**Task to carry out**.
Set out exactly, line by line, the stretch of data below that begins at the line containing "Query: short metal post" and ends at the line containing "[indicate] shrub (a", with both ends kept.

**Dataset entries**.
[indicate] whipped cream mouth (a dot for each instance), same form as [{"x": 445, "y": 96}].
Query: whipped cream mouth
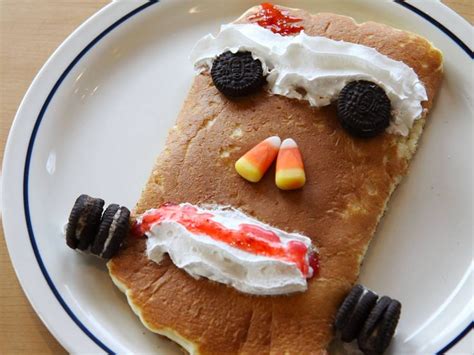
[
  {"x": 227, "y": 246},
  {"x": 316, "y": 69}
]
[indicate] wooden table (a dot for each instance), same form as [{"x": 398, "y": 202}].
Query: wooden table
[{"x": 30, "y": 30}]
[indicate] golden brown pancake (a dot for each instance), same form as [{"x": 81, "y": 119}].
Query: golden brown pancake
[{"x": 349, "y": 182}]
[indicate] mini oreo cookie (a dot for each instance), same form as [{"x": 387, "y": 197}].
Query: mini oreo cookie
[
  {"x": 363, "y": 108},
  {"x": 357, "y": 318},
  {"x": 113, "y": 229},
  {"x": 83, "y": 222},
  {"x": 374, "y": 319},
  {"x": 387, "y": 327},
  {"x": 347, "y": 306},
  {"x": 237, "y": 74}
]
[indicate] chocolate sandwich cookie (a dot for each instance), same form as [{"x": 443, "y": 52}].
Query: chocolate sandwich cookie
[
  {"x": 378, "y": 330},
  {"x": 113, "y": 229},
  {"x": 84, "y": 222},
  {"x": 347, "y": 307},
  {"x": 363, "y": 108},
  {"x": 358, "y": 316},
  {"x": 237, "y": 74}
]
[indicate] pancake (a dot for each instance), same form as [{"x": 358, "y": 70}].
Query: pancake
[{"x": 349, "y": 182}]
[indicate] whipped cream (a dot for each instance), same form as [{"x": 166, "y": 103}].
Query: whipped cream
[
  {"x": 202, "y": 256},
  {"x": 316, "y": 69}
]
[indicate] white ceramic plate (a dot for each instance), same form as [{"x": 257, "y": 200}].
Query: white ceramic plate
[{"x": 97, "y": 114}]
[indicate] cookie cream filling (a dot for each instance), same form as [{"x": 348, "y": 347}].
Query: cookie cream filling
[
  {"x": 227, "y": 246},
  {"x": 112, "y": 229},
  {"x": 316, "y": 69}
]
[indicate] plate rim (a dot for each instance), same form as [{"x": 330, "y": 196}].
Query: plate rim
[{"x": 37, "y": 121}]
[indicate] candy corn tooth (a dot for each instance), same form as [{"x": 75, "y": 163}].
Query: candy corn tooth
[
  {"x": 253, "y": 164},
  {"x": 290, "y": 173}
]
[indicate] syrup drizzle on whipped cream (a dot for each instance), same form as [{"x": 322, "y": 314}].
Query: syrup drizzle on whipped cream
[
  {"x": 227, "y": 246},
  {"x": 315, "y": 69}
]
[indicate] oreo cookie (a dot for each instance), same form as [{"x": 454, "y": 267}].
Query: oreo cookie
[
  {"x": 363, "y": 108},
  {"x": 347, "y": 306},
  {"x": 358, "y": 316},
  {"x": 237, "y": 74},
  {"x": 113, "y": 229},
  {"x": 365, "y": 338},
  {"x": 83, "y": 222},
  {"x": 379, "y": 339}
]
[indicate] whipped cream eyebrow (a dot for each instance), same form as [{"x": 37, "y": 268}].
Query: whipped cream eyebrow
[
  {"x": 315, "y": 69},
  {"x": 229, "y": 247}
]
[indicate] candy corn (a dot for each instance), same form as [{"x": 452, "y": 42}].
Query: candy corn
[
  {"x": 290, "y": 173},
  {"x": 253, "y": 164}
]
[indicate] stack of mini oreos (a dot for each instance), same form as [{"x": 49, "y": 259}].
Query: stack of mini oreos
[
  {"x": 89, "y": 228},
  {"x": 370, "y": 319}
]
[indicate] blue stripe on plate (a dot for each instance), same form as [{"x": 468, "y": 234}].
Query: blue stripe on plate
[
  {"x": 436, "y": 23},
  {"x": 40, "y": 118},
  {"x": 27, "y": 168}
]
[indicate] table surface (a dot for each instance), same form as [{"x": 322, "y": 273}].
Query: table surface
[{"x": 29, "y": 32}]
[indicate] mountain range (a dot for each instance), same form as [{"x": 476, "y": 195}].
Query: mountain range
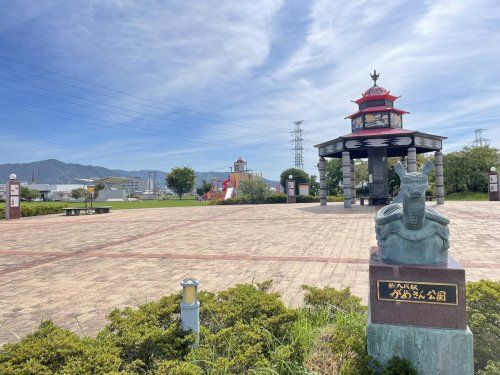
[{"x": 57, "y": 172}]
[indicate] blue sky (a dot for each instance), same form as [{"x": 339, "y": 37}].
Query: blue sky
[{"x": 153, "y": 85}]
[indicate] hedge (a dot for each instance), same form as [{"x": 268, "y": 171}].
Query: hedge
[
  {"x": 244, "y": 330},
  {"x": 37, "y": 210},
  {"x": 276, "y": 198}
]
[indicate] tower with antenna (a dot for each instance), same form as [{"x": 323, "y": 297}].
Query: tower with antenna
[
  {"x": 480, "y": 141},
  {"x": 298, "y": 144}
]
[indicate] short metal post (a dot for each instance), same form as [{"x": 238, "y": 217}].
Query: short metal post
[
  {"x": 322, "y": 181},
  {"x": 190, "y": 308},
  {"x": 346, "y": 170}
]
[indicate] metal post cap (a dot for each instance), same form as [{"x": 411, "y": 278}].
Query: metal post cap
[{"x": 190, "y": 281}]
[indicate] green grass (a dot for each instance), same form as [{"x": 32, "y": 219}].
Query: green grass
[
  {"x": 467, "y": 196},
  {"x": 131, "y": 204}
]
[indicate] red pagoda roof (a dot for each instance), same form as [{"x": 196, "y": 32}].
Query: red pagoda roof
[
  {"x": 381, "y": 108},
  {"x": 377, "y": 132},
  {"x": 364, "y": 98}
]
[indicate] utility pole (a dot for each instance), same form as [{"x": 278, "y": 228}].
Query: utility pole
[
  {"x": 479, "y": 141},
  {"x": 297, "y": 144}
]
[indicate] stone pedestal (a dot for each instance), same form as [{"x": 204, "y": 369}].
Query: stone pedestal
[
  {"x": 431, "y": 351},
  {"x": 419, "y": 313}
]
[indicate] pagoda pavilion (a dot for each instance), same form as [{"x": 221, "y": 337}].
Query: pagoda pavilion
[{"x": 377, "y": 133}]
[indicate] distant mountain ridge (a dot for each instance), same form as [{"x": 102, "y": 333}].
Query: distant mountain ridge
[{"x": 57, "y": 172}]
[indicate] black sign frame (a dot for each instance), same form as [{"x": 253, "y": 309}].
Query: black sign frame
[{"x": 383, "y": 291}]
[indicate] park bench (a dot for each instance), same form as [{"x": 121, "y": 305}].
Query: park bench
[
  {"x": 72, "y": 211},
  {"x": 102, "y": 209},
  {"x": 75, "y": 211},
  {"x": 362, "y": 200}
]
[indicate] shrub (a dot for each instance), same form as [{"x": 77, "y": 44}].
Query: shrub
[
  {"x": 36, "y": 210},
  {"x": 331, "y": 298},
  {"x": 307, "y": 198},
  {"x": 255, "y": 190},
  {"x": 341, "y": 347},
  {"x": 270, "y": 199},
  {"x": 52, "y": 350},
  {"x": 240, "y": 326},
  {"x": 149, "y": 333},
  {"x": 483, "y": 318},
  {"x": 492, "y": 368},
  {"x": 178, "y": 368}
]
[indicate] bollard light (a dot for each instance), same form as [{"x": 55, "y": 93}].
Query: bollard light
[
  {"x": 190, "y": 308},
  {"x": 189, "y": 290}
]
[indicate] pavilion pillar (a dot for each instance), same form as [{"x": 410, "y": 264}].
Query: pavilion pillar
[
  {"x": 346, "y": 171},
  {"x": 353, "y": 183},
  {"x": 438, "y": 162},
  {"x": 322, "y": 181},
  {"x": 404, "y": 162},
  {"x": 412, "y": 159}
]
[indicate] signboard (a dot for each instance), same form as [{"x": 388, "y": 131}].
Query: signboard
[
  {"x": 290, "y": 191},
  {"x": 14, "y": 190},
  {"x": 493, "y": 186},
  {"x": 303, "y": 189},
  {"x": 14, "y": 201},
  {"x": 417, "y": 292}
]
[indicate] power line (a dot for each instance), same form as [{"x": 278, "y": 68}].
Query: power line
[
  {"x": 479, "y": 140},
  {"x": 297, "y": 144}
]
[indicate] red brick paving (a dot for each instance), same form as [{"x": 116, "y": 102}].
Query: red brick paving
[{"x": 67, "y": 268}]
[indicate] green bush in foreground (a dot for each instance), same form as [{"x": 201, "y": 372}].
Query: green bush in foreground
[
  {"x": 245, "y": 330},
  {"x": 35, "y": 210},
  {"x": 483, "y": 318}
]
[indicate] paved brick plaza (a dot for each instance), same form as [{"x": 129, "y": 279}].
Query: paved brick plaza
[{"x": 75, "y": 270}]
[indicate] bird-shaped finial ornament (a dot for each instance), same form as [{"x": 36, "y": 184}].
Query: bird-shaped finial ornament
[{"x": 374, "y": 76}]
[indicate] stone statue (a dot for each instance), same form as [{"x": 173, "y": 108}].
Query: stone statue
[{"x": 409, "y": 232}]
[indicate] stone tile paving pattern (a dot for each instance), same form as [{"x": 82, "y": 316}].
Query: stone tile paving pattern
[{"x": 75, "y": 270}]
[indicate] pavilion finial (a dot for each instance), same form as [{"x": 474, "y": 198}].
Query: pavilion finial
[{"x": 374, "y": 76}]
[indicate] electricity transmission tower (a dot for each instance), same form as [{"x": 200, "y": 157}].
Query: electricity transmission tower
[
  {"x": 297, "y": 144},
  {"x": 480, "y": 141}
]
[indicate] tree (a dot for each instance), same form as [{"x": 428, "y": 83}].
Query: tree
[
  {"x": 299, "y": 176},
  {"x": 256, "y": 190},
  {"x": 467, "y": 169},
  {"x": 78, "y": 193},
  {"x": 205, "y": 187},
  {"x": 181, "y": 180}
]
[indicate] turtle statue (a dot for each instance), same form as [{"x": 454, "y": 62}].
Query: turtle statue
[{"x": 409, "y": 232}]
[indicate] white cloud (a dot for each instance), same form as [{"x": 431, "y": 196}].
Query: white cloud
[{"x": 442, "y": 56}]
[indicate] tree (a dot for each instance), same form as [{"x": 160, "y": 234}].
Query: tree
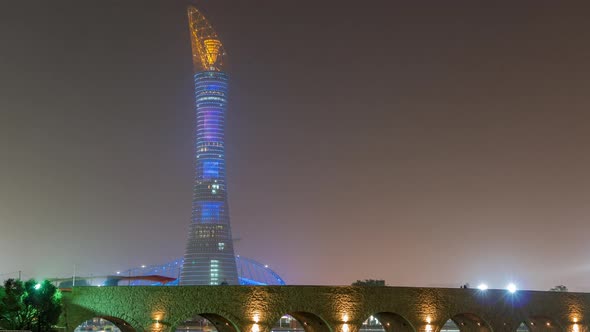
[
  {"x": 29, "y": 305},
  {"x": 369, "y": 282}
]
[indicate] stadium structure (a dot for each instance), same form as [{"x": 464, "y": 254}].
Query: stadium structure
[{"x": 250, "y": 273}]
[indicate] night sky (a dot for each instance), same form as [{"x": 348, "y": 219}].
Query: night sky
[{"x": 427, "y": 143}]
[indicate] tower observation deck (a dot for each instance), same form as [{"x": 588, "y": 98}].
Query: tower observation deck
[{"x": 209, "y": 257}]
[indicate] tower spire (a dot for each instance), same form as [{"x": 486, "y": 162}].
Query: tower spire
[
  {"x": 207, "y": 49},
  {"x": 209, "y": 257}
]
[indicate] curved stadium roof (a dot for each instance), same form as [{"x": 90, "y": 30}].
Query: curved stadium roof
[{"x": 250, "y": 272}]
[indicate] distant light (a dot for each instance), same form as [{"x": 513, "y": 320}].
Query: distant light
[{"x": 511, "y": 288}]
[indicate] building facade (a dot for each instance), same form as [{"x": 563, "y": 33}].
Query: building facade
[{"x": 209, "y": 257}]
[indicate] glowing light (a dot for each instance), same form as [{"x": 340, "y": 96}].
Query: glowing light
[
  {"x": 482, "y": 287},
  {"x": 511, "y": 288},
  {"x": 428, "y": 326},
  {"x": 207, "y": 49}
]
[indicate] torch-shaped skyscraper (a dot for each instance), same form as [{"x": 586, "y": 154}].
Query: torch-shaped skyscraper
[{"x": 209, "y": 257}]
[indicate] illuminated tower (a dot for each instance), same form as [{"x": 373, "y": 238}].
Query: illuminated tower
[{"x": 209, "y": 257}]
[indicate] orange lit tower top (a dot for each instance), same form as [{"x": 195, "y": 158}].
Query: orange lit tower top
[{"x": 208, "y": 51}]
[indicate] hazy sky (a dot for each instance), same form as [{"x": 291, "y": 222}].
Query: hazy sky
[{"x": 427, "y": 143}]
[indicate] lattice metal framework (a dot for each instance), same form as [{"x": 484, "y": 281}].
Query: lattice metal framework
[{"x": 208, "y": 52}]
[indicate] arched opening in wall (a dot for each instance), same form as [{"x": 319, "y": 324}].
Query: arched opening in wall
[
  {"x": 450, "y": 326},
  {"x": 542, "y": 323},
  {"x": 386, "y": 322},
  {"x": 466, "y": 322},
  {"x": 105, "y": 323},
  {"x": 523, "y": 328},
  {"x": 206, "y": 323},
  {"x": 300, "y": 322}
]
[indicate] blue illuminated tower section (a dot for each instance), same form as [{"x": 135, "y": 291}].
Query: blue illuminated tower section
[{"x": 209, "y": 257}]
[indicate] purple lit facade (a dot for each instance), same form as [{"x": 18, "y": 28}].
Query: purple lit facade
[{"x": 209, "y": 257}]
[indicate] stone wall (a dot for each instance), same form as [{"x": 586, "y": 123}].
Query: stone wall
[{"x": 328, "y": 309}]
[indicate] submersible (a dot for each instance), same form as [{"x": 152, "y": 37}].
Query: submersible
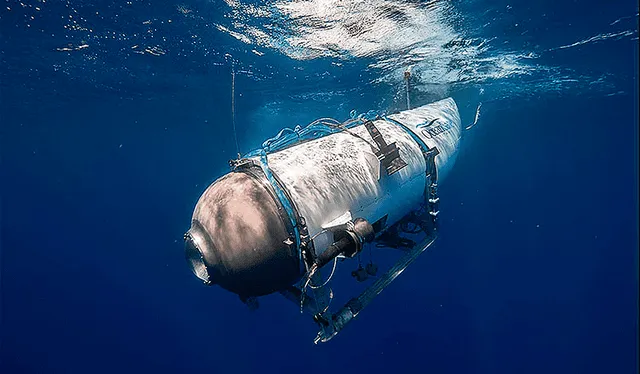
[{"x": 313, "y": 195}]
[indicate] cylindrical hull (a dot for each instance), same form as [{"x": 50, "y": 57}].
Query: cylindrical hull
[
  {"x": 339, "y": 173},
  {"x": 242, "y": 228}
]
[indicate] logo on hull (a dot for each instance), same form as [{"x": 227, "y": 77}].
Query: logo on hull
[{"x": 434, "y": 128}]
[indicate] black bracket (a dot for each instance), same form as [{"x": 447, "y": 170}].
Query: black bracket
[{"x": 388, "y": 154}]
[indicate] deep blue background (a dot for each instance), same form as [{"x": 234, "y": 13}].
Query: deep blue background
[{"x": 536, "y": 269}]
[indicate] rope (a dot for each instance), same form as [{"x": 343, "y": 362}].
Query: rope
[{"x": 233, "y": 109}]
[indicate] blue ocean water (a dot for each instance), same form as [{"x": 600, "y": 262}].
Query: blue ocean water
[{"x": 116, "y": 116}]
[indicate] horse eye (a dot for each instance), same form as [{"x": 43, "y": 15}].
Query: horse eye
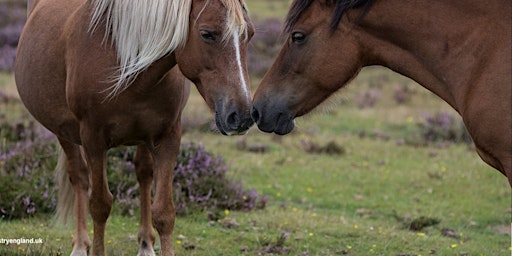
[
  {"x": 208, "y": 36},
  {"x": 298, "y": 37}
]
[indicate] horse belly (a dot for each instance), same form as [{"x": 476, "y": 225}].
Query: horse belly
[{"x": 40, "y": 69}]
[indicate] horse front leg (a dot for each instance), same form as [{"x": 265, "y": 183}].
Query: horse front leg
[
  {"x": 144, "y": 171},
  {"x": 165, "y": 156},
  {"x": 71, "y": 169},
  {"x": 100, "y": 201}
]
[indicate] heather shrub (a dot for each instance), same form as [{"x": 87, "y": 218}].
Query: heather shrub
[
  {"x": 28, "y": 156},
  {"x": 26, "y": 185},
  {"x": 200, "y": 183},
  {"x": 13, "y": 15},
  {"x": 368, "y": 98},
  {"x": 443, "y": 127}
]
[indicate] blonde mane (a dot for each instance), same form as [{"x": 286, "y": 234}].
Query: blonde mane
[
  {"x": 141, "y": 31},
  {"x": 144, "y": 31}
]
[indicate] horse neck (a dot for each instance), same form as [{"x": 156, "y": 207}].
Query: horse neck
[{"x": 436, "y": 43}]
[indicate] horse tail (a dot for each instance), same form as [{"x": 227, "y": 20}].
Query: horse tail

**Response for this exercise**.
Query: short metal post
[
  {"x": 322, "y": 181},
  {"x": 190, "y": 308},
  {"x": 346, "y": 170}
]
[indicate] metal post cap (a dot for each instance), same form as [{"x": 411, "y": 278}].
Query: metal post cap
[{"x": 190, "y": 281}]
[indicate] green grass (a dot for each instance), same form as [{"x": 32, "y": 219}].
Query: green grass
[
  {"x": 467, "y": 196},
  {"x": 131, "y": 204}
]
[indicate] red pagoda roof (a dot for each instance), same form as [{"x": 196, "y": 32}].
Query: red pagoda roof
[
  {"x": 381, "y": 108},
  {"x": 377, "y": 132},
  {"x": 364, "y": 98}
]
[indicate] utility pole (a dot for each instance), same form as [{"x": 278, "y": 228}].
Query: utility pole
[
  {"x": 479, "y": 141},
  {"x": 297, "y": 144}
]
[indicate] stone pedestal (a dot for each instance), same form as [{"x": 204, "y": 369}].
Query: stone pedestal
[
  {"x": 431, "y": 351},
  {"x": 419, "y": 313}
]
[indicate] pagoda pavilion (a dot for each instance), same form as [{"x": 221, "y": 337}].
Query: pagoda pavilion
[{"x": 377, "y": 133}]
[indicate] distant mountain ridge (a dot for each instance), same form as [{"x": 102, "y": 333}].
Query: distant mountain ridge
[{"x": 57, "y": 172}]
[indicate] black sign frame (a dot for each instance), same form as [{"x": 253, "y": 309}].
Query: black sign frame
[{"x": 383, "y": 291}]
[indicate] park bench (a dot for each instance), same form as [{"x": 121, "y": 305}].
Query: park bench
[
  {"x": 72, "y": 211},
  {"x": 102, "y": 209},
  {"x": 75, "y": 211},
  {"x": 362, "y": 200}
]
[indicate] shrub (a dot for each instance), same form as [{"x": 77, "y": 44}].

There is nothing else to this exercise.